Petunjuk Latihan => Menurut teks tentang bubu suku Dayak Tahol, bahan apa yang dipakai sebagai penutup di bagian belakang bubu?

Setiap suku etnis di Indonesia mempunyai ciri khas yang dapat dikenali sebagai identitas. Itu bisa berasal dari mana saja. Dari religi, adat istiadat, sosial budaya, maupun ekonomi. Suku Dayak Tahol di Kabupaten Malinau – Kalimantan Utara menganggap bahwa warisan terbaik yang bisa ditonjolkan sebagai ciri khas suku adalah bubu. Iya, bubu alat penangkap ikan tradisional.
Bubu adalah alat perangkap ikan yang dibuat dari bahan dasar potongan bambu dipecah kecil-kecil, tali plastik dan tempurung kelapa sebagai penutup di belakang.Semua dijalin sedemikian rupa sehingga menghasilkan bentuk bulat memanjang.
Kebanggaan etnis Dayak Tahol ini sampai diganjar oleh Rekor Muri karena dalam FBIM 2018 mereka membuat bubu raksasa sebagai Icon kelompok.
Ragam Bentuk Bubu
Bentuk bubu beragam. Setiap daerah mempunyai bentuk sendiri dan ukuran pun beragam. ada yang berbentuk segi empat, trapesium, silinder, lonjong, bulat setengah lingkaran, seperti rudal, bentuk silinder, atau bentuk kerucut.
Alat penangkap ikan bubu dibuat dari bahan yang beragam pula. Ada yang dari bahan benang, kawat, rotan dan bambu. Bentuk bubu biasanya disesuaikan dengan ikan yang akan dijadikan target tangkapan.
Tetapi ada juga pengecualian. meskipun yang dijadikan target tangkapan sama terkadang bentuk bubu yang dipakai bisa juga berbeda tergantung pada kebiasaan atau pengetahuan orang yang mengoperasikannya
Baca juga:
Alat Ekonomi Sebagai Simbol
Berbeda dengan Etnis Dayak Tahol, selain fungsinya sebagai alat ekonomi, mereka menggunakan bubu sebagai simbol budaya. Mengingat bahan material dan pemakaiannya bersifat ramah lingkungan menjadi salah satu tolak ukur mengapa bubu terpilih. Fakta ini diungkap oleh wakil ketua Adat Lembaga Dayak Tahol Malinau Utara, Polimon Pundas.
Bisa dipahami mengapa orang Dayak Tahol menempatkan bubu sebagai properti etnis. Mereka mengacu pada lingkungan tempat tinggal yang berada di dekat sungai. Selain Sungai Malinau sendiri, Suku Dayak Tahol menempati wilayah Sungai Semenduruk dan Sungai Ribang. Ketiganya masuk wilayah hukum pemerintahan Kabupaten Malinau.

Data Terkumpul =>

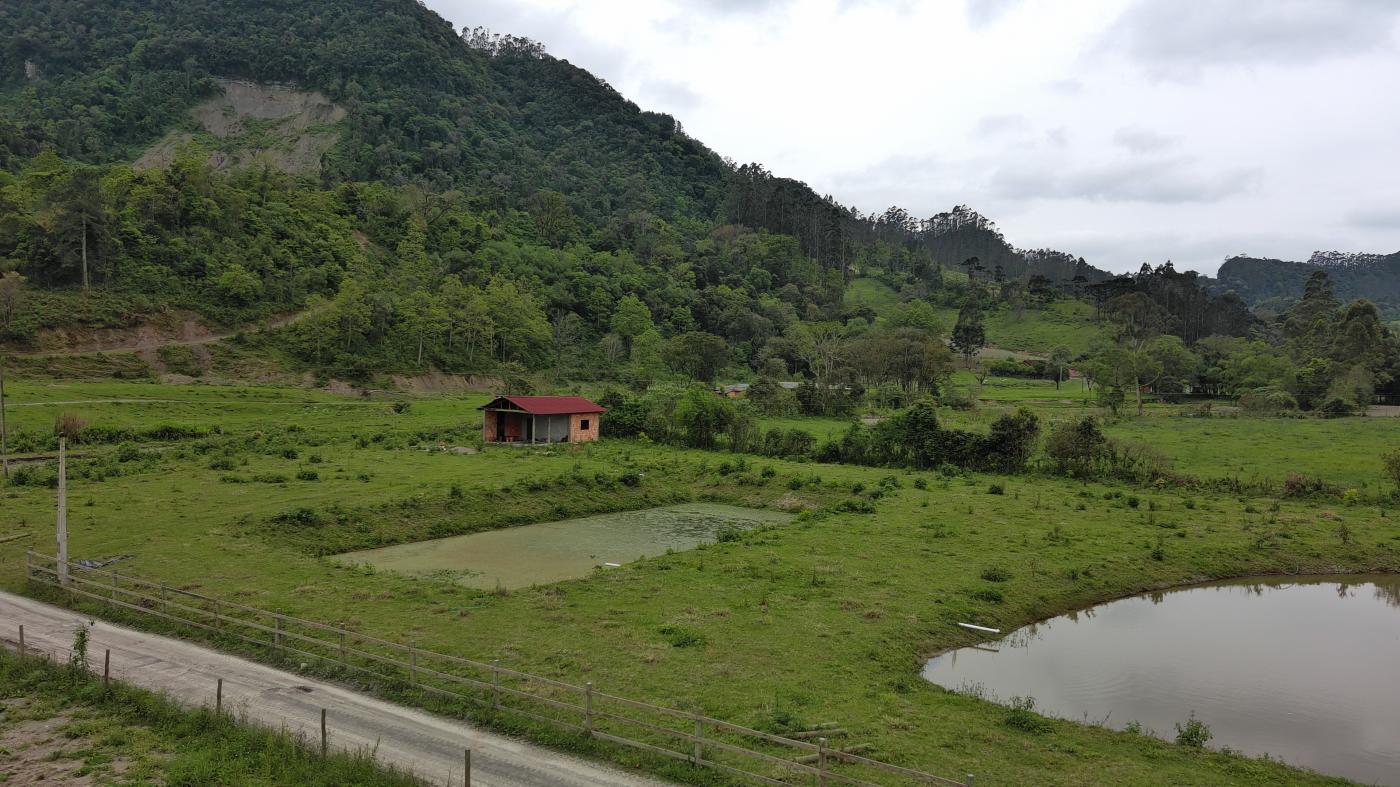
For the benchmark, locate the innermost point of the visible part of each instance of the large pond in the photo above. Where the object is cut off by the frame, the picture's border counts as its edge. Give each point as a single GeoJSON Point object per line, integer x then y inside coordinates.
{"type": "Point", "coordinates": [1302, 670]}
{"type": "Point", "coordinates": [549, 552]}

Jawaban Tugas => Tempurung kelapa.